[Dataset entries]
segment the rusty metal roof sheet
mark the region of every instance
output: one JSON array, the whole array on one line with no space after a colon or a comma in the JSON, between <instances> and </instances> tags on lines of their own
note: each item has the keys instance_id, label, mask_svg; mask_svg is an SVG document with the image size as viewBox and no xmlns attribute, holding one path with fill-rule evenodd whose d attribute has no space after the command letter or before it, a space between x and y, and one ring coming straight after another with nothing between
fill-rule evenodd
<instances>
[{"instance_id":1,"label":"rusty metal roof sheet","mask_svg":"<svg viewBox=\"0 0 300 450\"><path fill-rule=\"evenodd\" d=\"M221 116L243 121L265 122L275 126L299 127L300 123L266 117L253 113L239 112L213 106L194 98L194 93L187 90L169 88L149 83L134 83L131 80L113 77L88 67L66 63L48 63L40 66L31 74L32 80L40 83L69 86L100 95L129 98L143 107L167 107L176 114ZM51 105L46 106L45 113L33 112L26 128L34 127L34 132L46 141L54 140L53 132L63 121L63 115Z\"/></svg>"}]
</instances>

● THE PROBLEM: Copy the lines above again, word for word.

● FINISHED ANSWER:
segment the rusty metal roof sheet
mark the region of every instance
output: one JSON array, the whole array on one line with no space after a colon or a comma in the JSON, between <instances> and </instances> tags on lines of their own
note: each item has the keys instance_id, label, mask_svg; mask_svg is an SVG document with the image size as viewBox and no xmlns attribute, holding one path with fill-rule evenodd whose d attribute has no space after the command letter or before it, a space between x and y, and one ring coming straight after another with nothing between
fill-rule evenodd
<instances>
[{"instance_id":1,"label":"rusty metal roof sheet","mask_svg":"<svg viewBox=\"0 0 300 450\"><path fill-rule=\"evenodd\" d=\"M221 116L243 121L265 122L275 126L299 127L300 123L266 117L253 113L239 112L213 106L194 98L194 93L187 90L169 88L149 83L134 83L131 80L113 77L88 67L66 63L48 63L40 66L31 74L32 80L40 83L69 86L100 95L129 98L143 107L167 107L176 114ZM51 105L46 106L45 113L33 112L26 128L34 127L34 132L46 141L54 140L53 132L63 121L63 115Z\"/></svg>"}]
</instances>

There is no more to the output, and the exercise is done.